[BEGIN]

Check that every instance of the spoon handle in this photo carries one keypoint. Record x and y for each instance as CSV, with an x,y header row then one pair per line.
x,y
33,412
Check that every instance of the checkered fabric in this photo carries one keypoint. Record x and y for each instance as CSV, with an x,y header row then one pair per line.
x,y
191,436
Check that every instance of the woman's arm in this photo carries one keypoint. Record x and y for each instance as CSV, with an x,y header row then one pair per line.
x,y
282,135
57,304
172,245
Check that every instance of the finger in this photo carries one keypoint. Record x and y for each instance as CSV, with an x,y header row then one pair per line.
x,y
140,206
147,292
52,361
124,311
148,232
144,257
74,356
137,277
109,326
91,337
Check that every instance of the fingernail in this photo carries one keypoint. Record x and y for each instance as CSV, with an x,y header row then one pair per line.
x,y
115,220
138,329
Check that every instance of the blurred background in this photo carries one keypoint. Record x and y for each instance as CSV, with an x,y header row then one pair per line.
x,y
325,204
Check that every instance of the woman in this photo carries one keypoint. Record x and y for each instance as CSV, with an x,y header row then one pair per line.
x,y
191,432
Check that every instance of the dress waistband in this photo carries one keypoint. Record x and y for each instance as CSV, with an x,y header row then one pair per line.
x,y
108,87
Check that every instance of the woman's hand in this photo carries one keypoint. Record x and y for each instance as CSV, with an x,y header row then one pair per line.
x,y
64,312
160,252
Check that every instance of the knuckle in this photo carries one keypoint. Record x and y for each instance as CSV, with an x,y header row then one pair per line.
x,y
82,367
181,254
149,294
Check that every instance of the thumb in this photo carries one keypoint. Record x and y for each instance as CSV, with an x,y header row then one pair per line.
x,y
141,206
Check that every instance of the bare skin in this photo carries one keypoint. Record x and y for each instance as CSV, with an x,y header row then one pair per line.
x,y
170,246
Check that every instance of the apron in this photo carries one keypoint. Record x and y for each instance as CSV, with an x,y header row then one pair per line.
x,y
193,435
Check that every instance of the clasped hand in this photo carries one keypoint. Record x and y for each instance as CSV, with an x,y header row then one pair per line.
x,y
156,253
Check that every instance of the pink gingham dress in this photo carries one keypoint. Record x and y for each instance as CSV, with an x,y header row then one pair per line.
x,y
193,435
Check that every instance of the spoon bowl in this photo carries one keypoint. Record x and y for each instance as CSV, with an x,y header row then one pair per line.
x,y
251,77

[END]

WORK INSTRUCTIONS — Could you rewrite everything from the line containing "Check that every instance of the spoon bowl" down to the end of the records, swapping "spoon bowl" for "ladle bowl" and leaving all else unchanged?

RESULT FOR THIS TASK —
Check that every instance of the ladle bowl in this photo carries one keypoint. Record x and y for each instance as CSV, with an x,y header row then one pair per line.
x,y
251,77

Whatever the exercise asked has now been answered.